*Task requirements*. Please turn the rows below into a numbered list, skipping any blank lines.

*Entries supplied*.
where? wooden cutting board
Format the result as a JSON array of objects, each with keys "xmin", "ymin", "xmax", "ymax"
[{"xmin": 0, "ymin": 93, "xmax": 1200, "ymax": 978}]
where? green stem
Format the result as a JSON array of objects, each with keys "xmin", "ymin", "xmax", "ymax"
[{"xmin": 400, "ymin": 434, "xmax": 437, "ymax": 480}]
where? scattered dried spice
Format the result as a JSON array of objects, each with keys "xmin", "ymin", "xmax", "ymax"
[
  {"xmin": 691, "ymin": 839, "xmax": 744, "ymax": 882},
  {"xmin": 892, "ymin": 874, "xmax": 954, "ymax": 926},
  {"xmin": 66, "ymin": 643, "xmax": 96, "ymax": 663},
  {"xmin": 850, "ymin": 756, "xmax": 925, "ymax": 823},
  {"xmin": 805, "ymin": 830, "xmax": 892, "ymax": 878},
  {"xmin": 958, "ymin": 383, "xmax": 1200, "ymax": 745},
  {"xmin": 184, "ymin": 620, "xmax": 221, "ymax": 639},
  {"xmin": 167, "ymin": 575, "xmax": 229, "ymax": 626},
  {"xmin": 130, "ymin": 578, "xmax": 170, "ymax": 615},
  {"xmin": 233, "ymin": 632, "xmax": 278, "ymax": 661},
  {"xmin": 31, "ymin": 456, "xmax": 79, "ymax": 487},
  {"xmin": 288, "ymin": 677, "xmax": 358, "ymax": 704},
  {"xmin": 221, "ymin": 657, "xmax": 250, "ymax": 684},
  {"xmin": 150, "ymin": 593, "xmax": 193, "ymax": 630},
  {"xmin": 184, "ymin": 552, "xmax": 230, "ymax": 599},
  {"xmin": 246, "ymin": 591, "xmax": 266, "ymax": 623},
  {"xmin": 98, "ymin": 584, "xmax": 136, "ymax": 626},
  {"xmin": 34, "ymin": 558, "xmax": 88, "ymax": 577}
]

*Exercise response*.
1. where? wooden cutting board
2. Format the result as a JSON array of objects, each with keys "xmin", "ymin", "xmax", "ymax"
3. [{"xmin": 0, "ymin": 93, "xmax": 1200, "ymax": 978}]
4. where? green stem
5. Format the result as a JSON array of objects, each with keys "xmin", "ymin", "xmax", "ymax"
6. [{"xmin": 400, "ymin": 434, "xmax": 437, "ymax": 480}]
7. where? scattered dried spice
8. Format the result as a JSON array of objects, each with keys "xmin", "ymin", "xmax", "ymax"
9. [
10.   {"xmin": 691, "ymin": 839, "xmax": 744, "ymax": 882},
11.   {"xmin": 892, "ymin": 874, "xmax": 954, "ymax": 926},
12.   {"xmin": 66, "ymin": 643, "xmax": 96, "ymax": 663},
13.   {"xmin": 850, "ymin": 756, "xmax": 925, "ymax": 823},
14.   {"xmin": 805, "ymin": 830, "xmax": 892, "ymax": 878},
15.   {"xmin": 958, "ymin": 383, "xmax": 1200, "ymax": 745},
16.   {"xmin": 184, "ymin": 620, "xmax": 221, "ymax": 639},
17.   {"xmin": 167, "ymin": 575, "xmax": 229, "ymax": 626},
18.   {"xmin": 130, "ymin": 578, "xmax": 170, "ymax": 615},
19.   {"xmin": 233, "ymin": 632, "xmax": 278, "ymax": 661},
20.   {"xmin": 31, "ymin": 456, "xmax": 79, "ymax": 487},
21.   {"xmin": 288, "ymin": 677, "xmax": 358, "ymax": 704},
22.   {"xmin": 221, "ymin": 657, "xmax": 250, "ymax": 684},
23.   {"xmin": 150, "ymin": 593, "xmax": 193, "ymax": 630},
24.   {"xmin": 184, "ymin": 552, "xmax": 230, "ymax": 599},
25.   {"xmin": 246, "ymin": 591, "xmax": 266, "ymax": 623},
26.   {"xmin": 98, "ymin": 584, "xmax": 136, "ymax": 626},
27.   {"xmin": 34, "ymin": 558, "xmax": 88, "ymax": 577}
28. ]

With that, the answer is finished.